[BEGIN MATERIAL SHOWN]

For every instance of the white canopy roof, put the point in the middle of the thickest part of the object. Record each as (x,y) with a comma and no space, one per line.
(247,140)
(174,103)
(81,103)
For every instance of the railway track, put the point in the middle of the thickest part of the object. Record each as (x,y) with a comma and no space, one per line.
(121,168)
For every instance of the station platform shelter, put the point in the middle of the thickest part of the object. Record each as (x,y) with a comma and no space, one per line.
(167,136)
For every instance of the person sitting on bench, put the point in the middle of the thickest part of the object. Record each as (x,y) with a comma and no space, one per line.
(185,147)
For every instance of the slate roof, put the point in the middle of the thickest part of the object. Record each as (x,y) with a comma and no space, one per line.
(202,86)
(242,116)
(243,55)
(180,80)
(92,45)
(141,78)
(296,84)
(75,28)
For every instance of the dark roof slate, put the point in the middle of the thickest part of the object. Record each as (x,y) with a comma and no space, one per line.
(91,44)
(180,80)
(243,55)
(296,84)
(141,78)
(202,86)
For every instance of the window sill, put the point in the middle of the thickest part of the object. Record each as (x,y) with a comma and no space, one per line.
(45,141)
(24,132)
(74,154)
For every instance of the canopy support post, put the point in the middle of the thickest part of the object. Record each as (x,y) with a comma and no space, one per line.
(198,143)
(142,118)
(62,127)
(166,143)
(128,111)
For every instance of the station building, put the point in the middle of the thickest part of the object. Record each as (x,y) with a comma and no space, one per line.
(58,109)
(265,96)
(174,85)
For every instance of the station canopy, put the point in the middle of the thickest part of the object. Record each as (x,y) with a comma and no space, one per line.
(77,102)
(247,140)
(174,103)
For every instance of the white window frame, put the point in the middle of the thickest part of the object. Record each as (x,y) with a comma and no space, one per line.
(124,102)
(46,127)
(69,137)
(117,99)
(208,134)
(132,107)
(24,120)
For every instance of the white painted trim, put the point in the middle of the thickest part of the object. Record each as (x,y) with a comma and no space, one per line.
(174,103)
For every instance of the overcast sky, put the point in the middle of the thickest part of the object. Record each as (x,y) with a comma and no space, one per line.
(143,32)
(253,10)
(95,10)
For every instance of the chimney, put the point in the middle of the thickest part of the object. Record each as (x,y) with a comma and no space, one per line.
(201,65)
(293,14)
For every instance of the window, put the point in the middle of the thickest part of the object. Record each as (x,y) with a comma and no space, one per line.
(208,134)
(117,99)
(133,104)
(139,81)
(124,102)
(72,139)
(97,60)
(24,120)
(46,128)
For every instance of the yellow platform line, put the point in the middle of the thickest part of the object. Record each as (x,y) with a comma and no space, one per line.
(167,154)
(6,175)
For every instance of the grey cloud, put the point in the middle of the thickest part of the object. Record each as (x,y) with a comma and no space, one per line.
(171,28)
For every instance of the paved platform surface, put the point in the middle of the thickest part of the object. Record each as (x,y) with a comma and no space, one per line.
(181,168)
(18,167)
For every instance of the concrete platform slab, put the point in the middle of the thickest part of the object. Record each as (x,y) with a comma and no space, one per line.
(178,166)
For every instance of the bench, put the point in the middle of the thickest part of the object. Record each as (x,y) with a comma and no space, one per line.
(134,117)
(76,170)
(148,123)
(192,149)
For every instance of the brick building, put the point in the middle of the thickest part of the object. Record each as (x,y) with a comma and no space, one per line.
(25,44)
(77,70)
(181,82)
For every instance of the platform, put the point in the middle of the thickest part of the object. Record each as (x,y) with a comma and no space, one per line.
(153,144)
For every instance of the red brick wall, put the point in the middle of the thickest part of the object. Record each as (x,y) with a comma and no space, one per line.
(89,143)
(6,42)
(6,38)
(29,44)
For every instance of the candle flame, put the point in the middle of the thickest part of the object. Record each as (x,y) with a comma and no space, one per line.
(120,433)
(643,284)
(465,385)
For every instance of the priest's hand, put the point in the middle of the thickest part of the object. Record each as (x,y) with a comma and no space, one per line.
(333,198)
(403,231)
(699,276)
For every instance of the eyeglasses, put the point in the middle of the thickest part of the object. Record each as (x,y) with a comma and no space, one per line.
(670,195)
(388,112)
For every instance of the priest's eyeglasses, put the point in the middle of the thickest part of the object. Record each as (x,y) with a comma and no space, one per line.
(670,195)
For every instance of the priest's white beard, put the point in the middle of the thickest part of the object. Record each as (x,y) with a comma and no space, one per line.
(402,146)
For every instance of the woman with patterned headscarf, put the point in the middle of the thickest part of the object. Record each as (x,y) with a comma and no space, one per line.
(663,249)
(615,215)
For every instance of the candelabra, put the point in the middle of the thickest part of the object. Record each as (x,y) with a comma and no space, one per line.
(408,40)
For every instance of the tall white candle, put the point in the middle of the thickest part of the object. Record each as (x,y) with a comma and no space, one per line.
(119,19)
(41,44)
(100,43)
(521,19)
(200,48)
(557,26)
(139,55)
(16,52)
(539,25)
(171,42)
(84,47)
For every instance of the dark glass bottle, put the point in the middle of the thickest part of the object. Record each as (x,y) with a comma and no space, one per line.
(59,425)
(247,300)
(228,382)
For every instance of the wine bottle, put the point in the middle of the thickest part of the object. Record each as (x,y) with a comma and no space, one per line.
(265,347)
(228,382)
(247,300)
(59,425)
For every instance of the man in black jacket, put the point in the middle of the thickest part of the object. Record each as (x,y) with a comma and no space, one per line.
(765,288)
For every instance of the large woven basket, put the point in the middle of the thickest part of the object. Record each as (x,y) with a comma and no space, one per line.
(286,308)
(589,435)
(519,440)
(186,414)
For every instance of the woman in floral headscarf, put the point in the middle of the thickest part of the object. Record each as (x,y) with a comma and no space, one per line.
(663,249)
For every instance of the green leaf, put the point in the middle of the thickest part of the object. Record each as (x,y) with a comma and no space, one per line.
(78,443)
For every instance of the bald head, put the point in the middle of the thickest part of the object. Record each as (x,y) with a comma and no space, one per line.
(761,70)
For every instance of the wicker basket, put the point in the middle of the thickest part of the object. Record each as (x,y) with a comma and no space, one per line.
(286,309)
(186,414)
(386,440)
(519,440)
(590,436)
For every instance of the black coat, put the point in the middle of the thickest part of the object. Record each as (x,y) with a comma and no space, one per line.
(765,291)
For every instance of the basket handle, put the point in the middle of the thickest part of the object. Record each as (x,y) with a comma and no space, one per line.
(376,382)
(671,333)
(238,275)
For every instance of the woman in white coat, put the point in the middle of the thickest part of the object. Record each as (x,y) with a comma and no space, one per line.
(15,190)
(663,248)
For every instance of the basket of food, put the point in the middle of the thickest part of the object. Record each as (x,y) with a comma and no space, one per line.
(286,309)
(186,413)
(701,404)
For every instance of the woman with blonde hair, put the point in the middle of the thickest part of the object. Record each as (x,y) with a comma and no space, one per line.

[END MATERIAL SHOWN]

**WHAT THE TASK REQUIRES:**
Reproduce every line of the listing above verbatim, keeping the original order.

**SOLVED EXERCISE:**
For every instance of the white canopy roof, put the point in the middle of the thickest part of the object. Record each as (x,y) with a comma and no space, one per line.
(247,140)
(174,103)
(81,103)
For every instance of the railway track, put the point in the middle of the thickest part of the object. Record each as (x,y) with a comma and no space, one per line.
(121,168)
For every instance of the station platform shelter, put the point in the middle of the thickest part of the object. Record each as (x,y) with a comma and no space, one per line.
(167,136)
For every instance of the person sitting on bench, put the point in the middle of the thickest part of the object. Record each as (x,y) with a comma and no space, one per line.
(185,147)
For every instance of the slate roof, put the point in the middle of the thickest part of the object. Record each as (x,y) with a comma and no space, one per line.
(202,86)
(242,116)
(243,55)
(180,80)
(92,45)
(141,78)
(296,84)
(75,28)
For every instance of the dark roof slate, put the point in the middle of the thickest part of the object. Record each as (x,y) with a comma and no space, one per line.
(91,44)
(180,80)
(243,55)
(296,84)
(141,78)
(202,86)
For every instance of the window sill, put the point in the middle of the thickest part of the object. Record each as (x,y) with a comma and no space, one per line.
(45,141)
(24,132)
(74,154)
For every instance of the canopy support post, put the point in the middle of the thickest part of the object. Record each as (x,y) with a comma and no space, one per line.
(198,143)
(142,118)
(62,127)
(166,143)
(128,111)
For every instance of the station building, put the point in the middle of the thickest part of the object. Record each as (x,y) with a comma and no space, one per line.
(58,109)
(265,96)
(174,85)
For every instance of the station canopy, put the point in the middle of the thickest part of the object. Record each as (x,y) with a comma and no space, one per line.
(77,102)
(247,140)
(174,103)
For every instance of the white window frame, put the point in the middle of the thickest part of the object. Record each as (x,y) with a comma and no space, one per line.
(124,102)
(46,127)
(69,137)
(117,99)
(208,134)
(132,107)
(24,120)
For every instance of the white painted trim, put the point in the middle of the thickest part of the object. Record each as (x,y) with a comma and no space, one per line.
(174,103)
For every instance of the overcast sky, put the point in the middle of the thickest part of the object. Record each as (x,y) with a comma and no space, one per line.
(143,32)
(253,10)
(95,10)
For every instance of the chimney, put the point in the middle of the thickest part of the object. Record each as (x,y) with a comma and no space, one per line.
(201,65)
(293,14)
For every instance of the window, put the point in the middle of the thickest part of the object. Record each as (x,y) with a comma and no space, one per line.
(208,134)
(117,99)
(133,104)
(139,81)
(124,102)
(72,139)
(97,60)
(24,120)
(46,128)
For every instance of the yellow platform line, put the point in the middle of the thickest part of the object. Record each as (x,y) with a comma and no space, one per line.
(167,154)
(6,175)
For every instance of the grey cloud, put the point in the middle of the thickest part of the object. Record each as (x,y) with a comma and no space, one per line.
(171,28)
For every instance of the paved platform surface, put the point in the middle of the thickest part of the object. Record each as (x,y) with a comma and no space, one per line.
(181,168)
(18,167)
For every instance of the concrete platform slab, put the point in the middle of the thickest part of the object. Record each as (x,y) with a comma and no space, one per line.
(178,166)
For every instance of the bench, put the point in the middle of the thickest part of the object. Record each as (x,y) with a comma and no space, one per line.
(134,117)
(76,170)
(148,123)
(192,149)
For every instance of the brick building, put the point in the middle of the thickest part of the object. Record each as (x,y) with a comma and no space, one per line.
(25,44)
(77,70)
(181,82)
For every instance of the platform, put the point in the middle of the thickest part of the object. Record each as (x,y) with a comma and no space, one per line.
(153,144)
For every instance of the red brick wall, put the point in the middle of the thickest part of the object. Record each as (x,y) with a comma and no space, one per line.
(89,143)
(6,42)
(6,38)
(29,44)
For every instance of the candle flame, put the point in the middle of the thickest part of the object. Record each as (x,y) with a comma and no space, one per line.
(120,433)
(643,284)
(465,385)
For every instance of the priest's hand, put the point in the middle of the thickest part of the object. Record each as (x,y) with a comma and no space, one per line.
(333,198)
(403,231)
(699,276)
For every instance of the eyeglasses, put the point in the middle of the thickest part of the object. Record each as (x,y) with a comma and no space, one per line.
(670,195)
(388,112)
For every instance of the priest's eyeglasses, put the point in the middle of the thickest part of the object. Record each as (x,y) with a comma and no space, one per line.
(670,195)
For every instance of the priest's white beard, put the point in the middle of the thickest part of the object. Record each as (x,y) with a comma and no space, one per line.
(402,146)
For every instance of the woman with patterned headscarf, put the point in the middle of the thickest part of the object. Record each as (x,y) with a comma and no space, one per line.
(663,249)
(615,215)
For every instance of the candelabra, put the point in the middle of the thickest part of the object. Record each as (x,y) with a comma and no space, one per line.
(408,40)
For every instance of the tall white candle, put the point in the middle of the thickest part of the object. Record each as (x,y) with a comma and no space, one per line.
(119,19)
(41,44)
(100,43)
(521,19)
(200,48)
(557,26)
(139,55)
(16,52)
(539,25)
(171,42)
(84,47)
For every instance of the dark glass bottle, put the point in the middle of the thickest part of the object. Record each as (x,y) with a comma and no space, one per line.
(59,425)
(247,300)
(228,382)
For every instance of the wine bottle, put the point in the middle of the thickest part of the object. Record each as (x,y) with a comma and no space, one per line.
(265,347)
(228,382)
(247,300)
(59,425)
For every instance of the man in black jacket, put the point in the middle of the thickest part of the object. Record each as (x,y) with a comma and no space, one per line.
(765,288)
For every instance of the large woven basket, put the point in the middle of the thickest part of the object. Record each as (x,y) with a comma and no space, one per line.
(286,308)
(589,435)
(519,440)
(186,414)
For every instance of the woman in floral headscarf, put the point in the middle of the thickest part of the object. Record each as (x,y) with a comma and no space, one per line.
(663,249)
For every instance of the green leaf, put the point in the middle of the thickest part of the object. Record each as (x,y) with a comma and no space, one per line.
(78,443)
For every instance of the bald head, put the point in the middle of the thickest part of the object. Record each as (x,y) with a comma and no space, one per line.
(761,70)
For every instance of the wicker basket, put the point in the middle of the thickest part of the object. Record each as (x,y) with a comma and no space, one per line.
(286,309)
(186,414)
(386,440)
(519,440)
(590,436)
For every instance of the black coat, put the point in the middle of the thickest part of the object. Record each as (x,y) with a comma and no space, one per line.
(765,291)
For every instance of the basket handle, put the point in the middle of the thickest part of the object. Record each as (x,y) with a comma and no space, one per line.
(376,382)
(671,333)
(238,275)
For every instance of the woman in white coat, put the point in the middle of the thickest part of the object. Record each as (x,y) with a comma and no space, one per line.
(15,190)
(663,248)
For every instance of the basket of food, put the point in the middle of the thickest part of the object. Record each as (x,y) with a comma and no space, one per line.
(286,309)
(186,413)
(701,404)
For every instance of the woman with blonde hair, put the point in the middle of the thickest part of the object. Record each as (x,y) with a comma and no space, one per line.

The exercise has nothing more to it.